**List of tasks**
1/ Translate this sentence from the thread about training rewards into Spanish: "So, what you encounter is that the DDPG agent suffers from the deadly triad, and cannot improve anymore once it's diverged."
2/ Carry the thread about training rewards forward from its final sentence.

Some questions about rewards in the training process
Closed this issue · 2 comments
Greetings.Recently,I run a simulation with your code.I used the default values for all the parameters in the simulation without changing anything.I found that,at the end of the first episode,the reward can reach 11 or higher.
But,at the end of the second episode,the reward was stuck in 2 or less
What's more,the performance of subsequent episodes is much lower than that of the first episode.I don't know why it is like this. Shouldn't the performance of each episode increase as the number of training episode increases?Why is the performance best in the first episode?
Reinforcement learning algorithms are prone to sudden divergence (just a divergence out of nowhere) when they combine:
- Function approximation: e.g., the use of neural networks)
- Off-policy learning: e.g., sampling from the experience replay buffer)
- Bootstrapping: what the conventional Q-learning based on
this issue is also known as the deadly triad problem and has been widely studied in the RL literature. So, what you encounter is that the DDPG agent suffers from the deadly triad, and cannot improve anymore once it's diverged.

**Given information**
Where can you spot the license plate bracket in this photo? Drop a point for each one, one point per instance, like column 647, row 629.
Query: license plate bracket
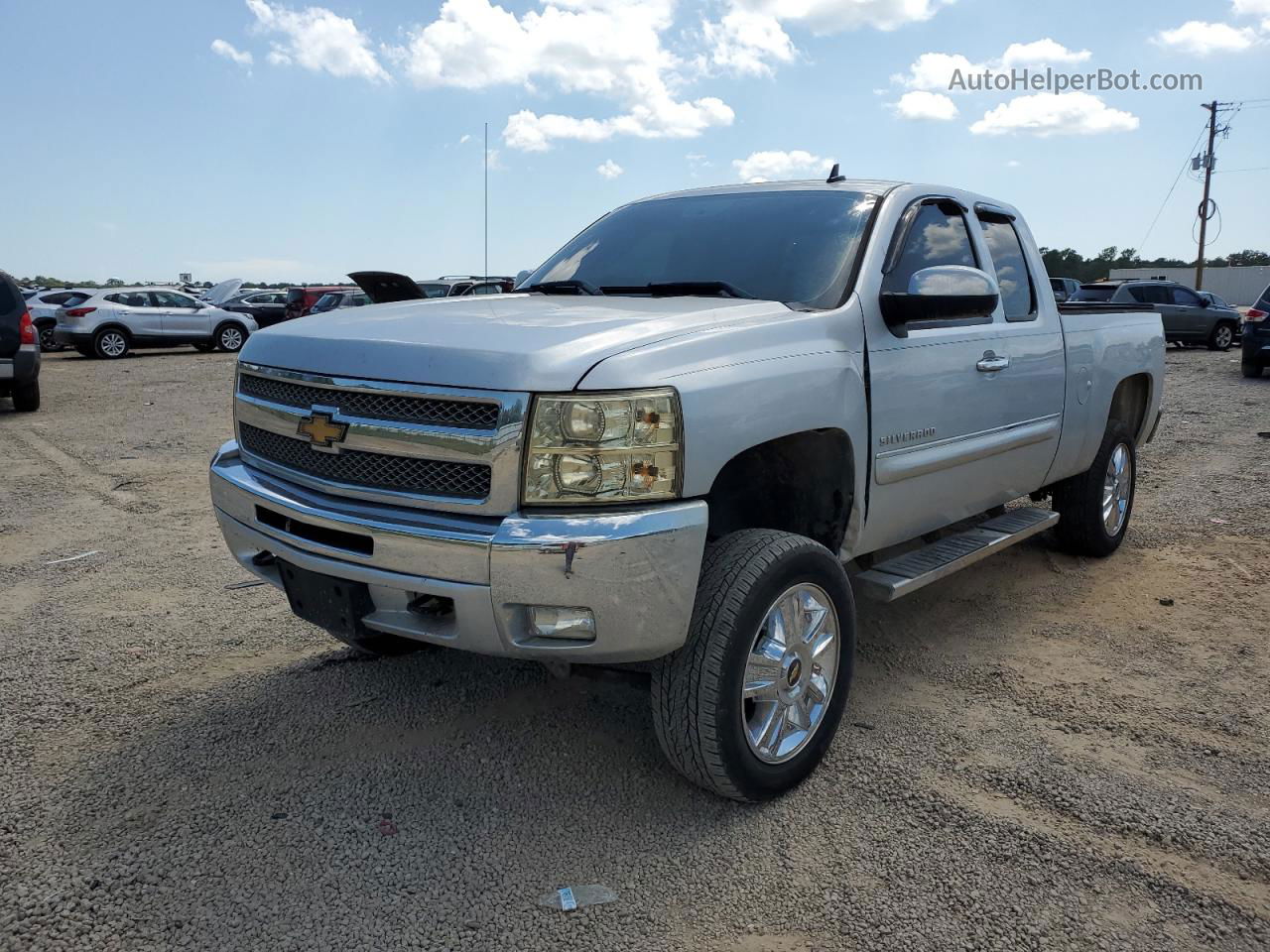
column 330, row 603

**Answers provided**
1/ Entonces, lo que te encuentras es que el agente DDPG sufre la tríada mortal y ya no puede mejorar una vez que ha divergido.

2/
What you can do is simply consider a single episode. Determine the number of the step where the DDPG agent obtains good reward values. From now on, terminate the training when the DDPG agent reaches the specified number of training steps.
Training it further is inclined to the deadly triad issue. However, the more advanced off-policy algorithms such as Soft Actor-Critic are less prone to the deadly triad, which I empirically verified in my paper. You may also want to take a look at my paper's repo, and there, you can find the implementation of SAC.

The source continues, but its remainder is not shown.